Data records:
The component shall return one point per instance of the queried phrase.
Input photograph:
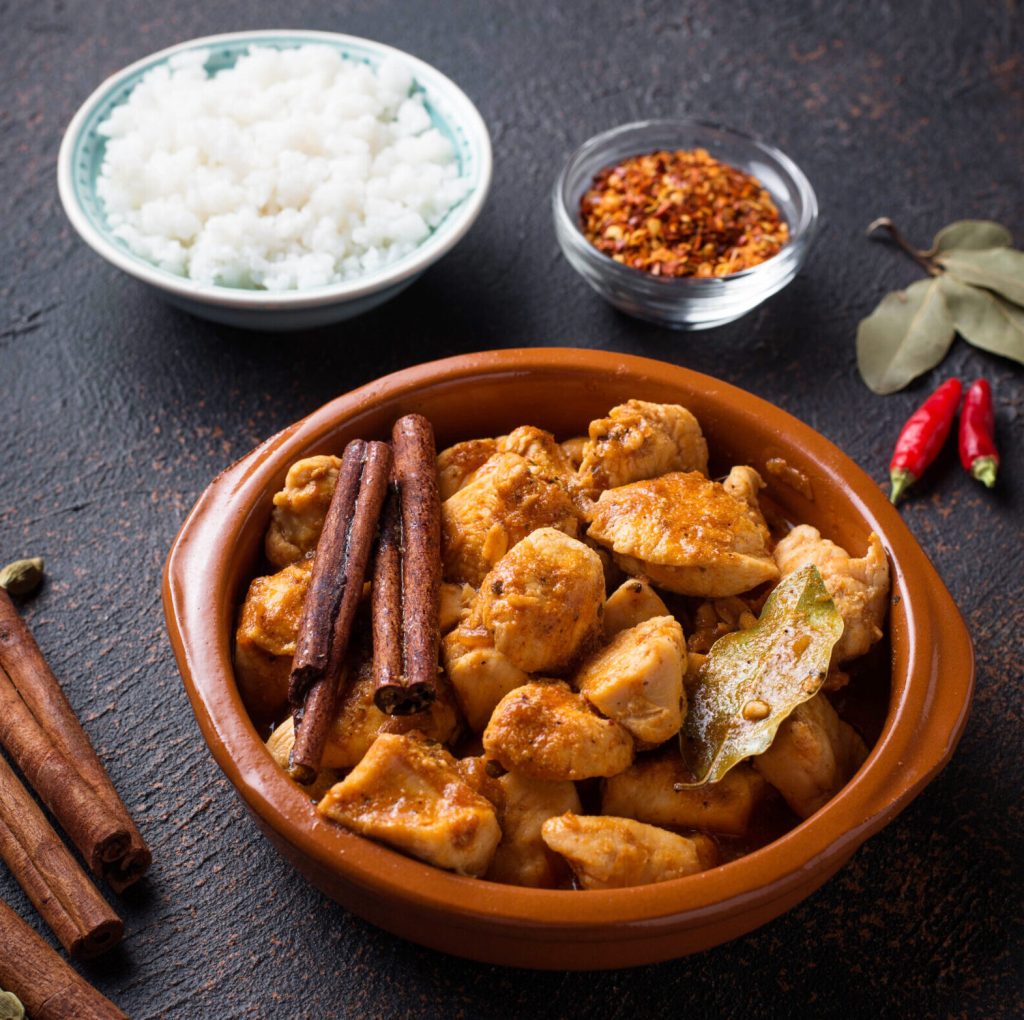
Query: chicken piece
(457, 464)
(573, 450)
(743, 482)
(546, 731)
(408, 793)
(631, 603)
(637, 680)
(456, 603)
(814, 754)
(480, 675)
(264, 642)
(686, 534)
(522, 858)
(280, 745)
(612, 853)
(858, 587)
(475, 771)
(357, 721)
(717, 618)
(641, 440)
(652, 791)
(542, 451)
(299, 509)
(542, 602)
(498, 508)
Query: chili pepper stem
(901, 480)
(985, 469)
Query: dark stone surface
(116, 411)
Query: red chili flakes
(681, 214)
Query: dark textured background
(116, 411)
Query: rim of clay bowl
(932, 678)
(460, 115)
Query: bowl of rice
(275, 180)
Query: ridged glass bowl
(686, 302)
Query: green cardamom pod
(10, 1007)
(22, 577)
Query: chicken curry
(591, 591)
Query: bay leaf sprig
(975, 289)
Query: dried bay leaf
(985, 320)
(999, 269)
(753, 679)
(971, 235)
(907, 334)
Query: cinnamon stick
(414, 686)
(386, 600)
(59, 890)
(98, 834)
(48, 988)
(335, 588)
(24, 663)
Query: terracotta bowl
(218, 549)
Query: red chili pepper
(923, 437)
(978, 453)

==

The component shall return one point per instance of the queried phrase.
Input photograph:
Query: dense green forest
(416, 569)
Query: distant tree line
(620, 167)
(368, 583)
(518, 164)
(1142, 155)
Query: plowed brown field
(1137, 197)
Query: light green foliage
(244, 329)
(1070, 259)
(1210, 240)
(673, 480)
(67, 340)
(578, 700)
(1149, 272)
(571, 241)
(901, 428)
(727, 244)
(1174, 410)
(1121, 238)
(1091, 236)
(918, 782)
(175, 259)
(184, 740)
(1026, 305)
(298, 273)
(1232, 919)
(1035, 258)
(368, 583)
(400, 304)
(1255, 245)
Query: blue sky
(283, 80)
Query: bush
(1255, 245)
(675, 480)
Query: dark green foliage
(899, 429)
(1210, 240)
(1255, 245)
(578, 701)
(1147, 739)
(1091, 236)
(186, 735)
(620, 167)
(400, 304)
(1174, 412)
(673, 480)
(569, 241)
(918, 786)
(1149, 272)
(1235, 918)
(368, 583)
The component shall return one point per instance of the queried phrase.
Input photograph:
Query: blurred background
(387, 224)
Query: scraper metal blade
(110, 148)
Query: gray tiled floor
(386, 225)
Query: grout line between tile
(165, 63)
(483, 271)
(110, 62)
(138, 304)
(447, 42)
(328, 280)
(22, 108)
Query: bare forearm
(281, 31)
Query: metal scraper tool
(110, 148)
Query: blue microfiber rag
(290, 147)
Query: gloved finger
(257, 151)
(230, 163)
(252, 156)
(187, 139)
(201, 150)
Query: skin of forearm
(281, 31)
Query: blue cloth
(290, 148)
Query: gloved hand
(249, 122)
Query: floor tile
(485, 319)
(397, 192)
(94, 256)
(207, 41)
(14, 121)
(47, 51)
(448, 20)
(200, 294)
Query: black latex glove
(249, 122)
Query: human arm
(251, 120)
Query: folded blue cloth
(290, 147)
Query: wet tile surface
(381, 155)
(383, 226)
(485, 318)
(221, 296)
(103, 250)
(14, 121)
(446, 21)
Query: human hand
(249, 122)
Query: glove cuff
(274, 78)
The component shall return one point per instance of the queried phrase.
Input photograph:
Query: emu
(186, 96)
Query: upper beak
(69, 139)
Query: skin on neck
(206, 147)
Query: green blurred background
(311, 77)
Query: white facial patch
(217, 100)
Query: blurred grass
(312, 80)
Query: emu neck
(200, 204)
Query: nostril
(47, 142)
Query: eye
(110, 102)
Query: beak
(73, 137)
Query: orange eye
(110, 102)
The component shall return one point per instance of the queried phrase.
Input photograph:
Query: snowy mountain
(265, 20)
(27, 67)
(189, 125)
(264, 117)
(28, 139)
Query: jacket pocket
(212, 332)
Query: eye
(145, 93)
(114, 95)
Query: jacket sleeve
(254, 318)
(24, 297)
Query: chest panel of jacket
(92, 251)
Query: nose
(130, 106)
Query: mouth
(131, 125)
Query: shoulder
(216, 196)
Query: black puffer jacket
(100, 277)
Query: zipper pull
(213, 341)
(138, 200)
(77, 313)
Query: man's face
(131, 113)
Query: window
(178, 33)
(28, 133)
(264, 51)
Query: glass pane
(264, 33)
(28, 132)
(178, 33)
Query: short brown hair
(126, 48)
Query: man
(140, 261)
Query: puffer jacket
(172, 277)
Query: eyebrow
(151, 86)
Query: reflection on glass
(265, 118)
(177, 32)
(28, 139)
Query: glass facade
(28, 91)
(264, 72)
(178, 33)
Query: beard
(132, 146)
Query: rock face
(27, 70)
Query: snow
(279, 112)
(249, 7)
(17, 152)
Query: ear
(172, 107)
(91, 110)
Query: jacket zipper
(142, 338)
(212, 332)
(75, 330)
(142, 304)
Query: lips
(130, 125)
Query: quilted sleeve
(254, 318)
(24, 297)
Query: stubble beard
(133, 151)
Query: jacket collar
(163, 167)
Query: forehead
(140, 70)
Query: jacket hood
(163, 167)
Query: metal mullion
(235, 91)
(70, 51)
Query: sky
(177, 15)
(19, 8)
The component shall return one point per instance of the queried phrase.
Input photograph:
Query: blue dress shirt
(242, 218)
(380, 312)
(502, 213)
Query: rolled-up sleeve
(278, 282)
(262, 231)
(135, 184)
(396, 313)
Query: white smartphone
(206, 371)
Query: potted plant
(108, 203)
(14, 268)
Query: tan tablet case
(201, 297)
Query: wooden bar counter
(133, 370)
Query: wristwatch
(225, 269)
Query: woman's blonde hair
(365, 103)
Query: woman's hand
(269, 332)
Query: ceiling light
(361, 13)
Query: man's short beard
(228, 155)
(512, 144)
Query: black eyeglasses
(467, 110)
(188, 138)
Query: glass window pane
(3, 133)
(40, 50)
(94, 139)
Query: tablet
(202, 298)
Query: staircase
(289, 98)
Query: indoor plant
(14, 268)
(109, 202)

...

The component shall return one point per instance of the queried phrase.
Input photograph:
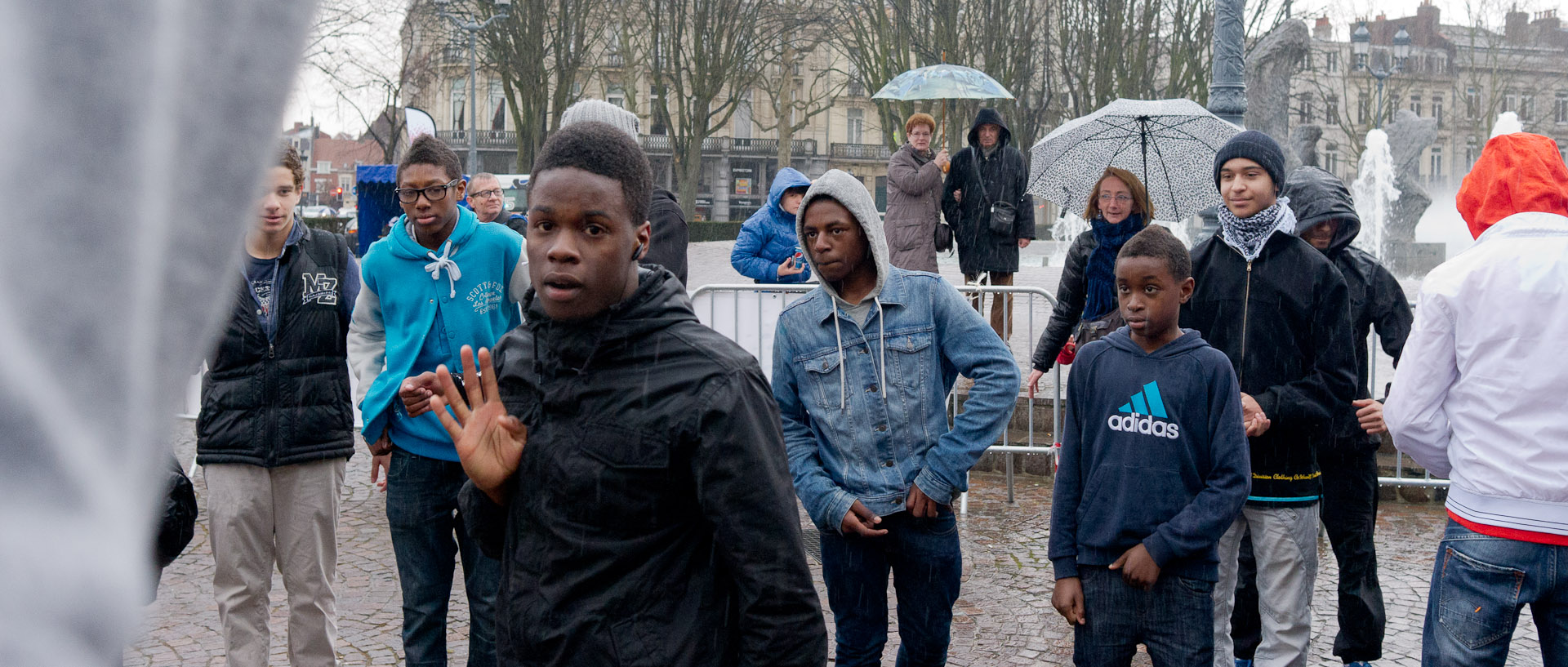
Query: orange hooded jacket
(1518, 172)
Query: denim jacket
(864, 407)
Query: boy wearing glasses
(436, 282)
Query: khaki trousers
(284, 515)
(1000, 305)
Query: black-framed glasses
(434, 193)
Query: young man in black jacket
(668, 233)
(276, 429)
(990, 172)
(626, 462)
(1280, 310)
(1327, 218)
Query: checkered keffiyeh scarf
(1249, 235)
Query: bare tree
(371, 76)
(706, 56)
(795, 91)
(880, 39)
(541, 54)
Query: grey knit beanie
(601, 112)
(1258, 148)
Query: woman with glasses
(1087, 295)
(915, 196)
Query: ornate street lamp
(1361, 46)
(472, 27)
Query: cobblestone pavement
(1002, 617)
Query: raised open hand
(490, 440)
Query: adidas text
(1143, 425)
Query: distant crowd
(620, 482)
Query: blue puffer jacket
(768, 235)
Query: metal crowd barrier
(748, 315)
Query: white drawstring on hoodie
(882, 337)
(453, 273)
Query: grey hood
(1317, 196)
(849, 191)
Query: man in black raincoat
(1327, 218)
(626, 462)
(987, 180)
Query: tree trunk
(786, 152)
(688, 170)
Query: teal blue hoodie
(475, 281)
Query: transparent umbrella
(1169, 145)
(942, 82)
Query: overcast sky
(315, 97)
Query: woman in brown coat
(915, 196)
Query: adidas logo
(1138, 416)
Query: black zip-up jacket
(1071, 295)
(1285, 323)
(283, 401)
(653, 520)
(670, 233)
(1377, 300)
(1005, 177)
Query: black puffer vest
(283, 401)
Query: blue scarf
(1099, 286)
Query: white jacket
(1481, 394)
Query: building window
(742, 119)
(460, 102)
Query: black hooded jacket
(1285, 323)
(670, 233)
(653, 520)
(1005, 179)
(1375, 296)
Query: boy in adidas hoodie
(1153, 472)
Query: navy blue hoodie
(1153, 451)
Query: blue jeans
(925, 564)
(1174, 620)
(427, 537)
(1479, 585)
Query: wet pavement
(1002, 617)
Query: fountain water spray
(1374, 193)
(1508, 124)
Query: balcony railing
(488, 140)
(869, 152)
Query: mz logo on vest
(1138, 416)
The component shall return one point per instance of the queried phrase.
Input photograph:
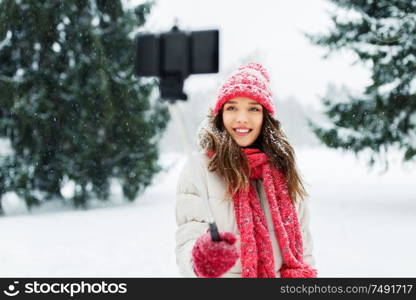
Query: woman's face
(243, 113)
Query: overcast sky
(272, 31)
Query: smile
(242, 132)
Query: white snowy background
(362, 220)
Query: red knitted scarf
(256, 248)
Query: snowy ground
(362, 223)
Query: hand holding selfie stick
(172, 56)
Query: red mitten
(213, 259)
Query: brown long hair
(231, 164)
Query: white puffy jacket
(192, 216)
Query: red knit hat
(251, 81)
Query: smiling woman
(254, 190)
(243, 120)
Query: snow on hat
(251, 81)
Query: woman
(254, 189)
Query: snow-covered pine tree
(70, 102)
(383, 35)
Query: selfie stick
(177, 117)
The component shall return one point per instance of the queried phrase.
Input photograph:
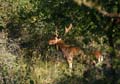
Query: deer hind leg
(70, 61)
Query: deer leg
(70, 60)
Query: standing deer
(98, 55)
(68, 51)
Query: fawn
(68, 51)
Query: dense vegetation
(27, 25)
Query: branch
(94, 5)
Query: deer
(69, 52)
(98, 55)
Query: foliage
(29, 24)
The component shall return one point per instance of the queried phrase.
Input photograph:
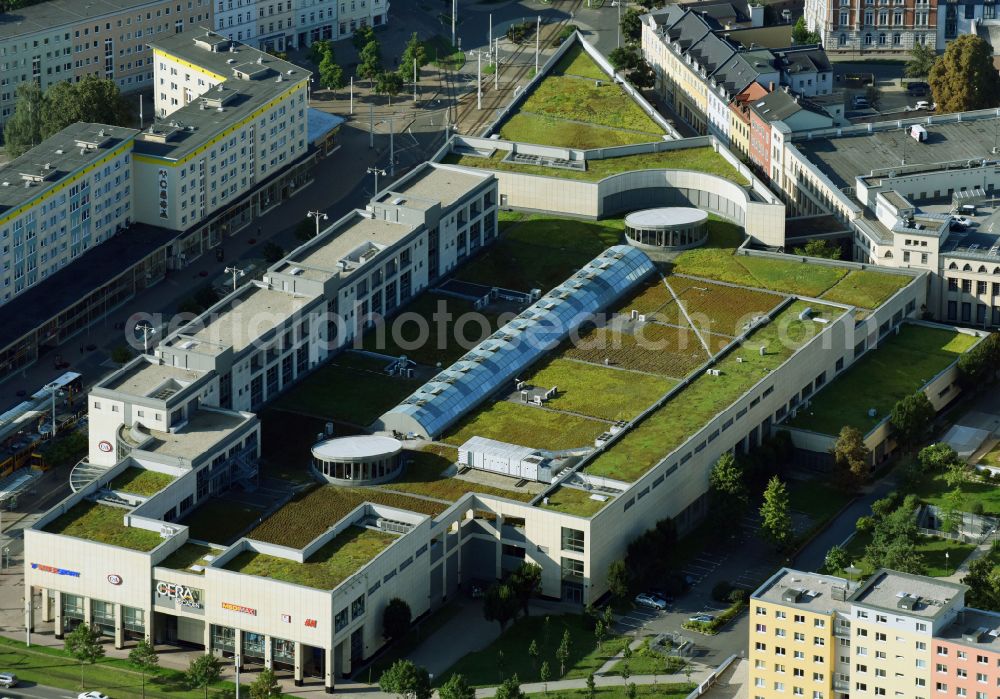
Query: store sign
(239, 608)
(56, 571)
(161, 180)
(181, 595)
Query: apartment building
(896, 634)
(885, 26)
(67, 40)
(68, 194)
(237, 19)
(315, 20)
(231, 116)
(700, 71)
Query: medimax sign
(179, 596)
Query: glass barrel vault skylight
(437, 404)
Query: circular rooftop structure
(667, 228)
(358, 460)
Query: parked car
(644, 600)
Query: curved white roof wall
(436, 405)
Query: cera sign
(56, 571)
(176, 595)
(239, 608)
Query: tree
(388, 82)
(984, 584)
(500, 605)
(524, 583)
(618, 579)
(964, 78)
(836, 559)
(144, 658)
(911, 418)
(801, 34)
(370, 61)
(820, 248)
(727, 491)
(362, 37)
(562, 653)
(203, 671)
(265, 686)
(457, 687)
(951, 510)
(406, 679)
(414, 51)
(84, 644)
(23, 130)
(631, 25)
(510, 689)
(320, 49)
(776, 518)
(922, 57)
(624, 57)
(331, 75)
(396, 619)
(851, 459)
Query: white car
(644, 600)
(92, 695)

▶ [WHAT TO WORK ON]: Extract every line of the rows above that contains the word "foliage", matching case exactly.

▶ [RESPONSE TO THIS EXERCISE]:
Query: light green foliage
Query: dark green foliage
Query: foliage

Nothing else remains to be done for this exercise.